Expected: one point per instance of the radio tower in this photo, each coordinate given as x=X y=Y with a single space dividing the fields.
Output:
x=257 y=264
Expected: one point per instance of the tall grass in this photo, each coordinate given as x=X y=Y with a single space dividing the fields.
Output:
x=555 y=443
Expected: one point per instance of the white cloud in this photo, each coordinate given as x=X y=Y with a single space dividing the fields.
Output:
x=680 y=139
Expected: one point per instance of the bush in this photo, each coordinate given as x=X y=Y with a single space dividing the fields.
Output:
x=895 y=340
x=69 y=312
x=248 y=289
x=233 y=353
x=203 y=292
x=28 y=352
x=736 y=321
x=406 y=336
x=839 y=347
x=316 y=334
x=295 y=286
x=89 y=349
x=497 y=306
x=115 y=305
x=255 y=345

» **The exercise**
Put every line of the rows above into a Markdown table with the columns "No." and "Text", numbering the lines in order and skipping blank lines.

» **Exercise response**
| No. | Text |
|---|---|
| 1 | Expected: one point per instance of the radio tower in this photo, each coordinate given as x=X y=Y with a single space dividing the fields. |
| 2 | Output: |
| 3 | x=257 y=264 |
| 4 | Expected: one point per instance of the tall grass in this photo, each coordinate given as x=X y=Y with a single space dividing the fields. |
| 5 | Output: |
| 6 | x=555 y=443 |
| 7 | Expected: one point per instance of the white cloud in this photo, each coordinate given as x=X y=Y with a single space dividing the fields. |
| 8 | Output: |
| 9 | x=680 y=139 |
| 10 | Expected: one point per instance of the bush in this photo, each coordinate given as x=X y=Y with a single space dividing the fields. |
| 11 | Output: |
| 12 | x=895 y=340 |
| 13 | x=69 y=312 |
| 14 | x=248 y=289 |
| 15 | x=233 y=353 |
| 16 | x=203 y=292 |
| 17 | x=28 y=352 |
| 18 | x=736 y=321 |
| 19 | x=406 y=336 |
| 20 | x=839 y=347 |
| 21 | x=316 y=334 |
| 22 | x=295 y=286 |
| 23 | x=89 y=349 |
| 24 | x=497 y=306 |
| 25 | x=115 y=305 |
| 26 | x=255 y=345 |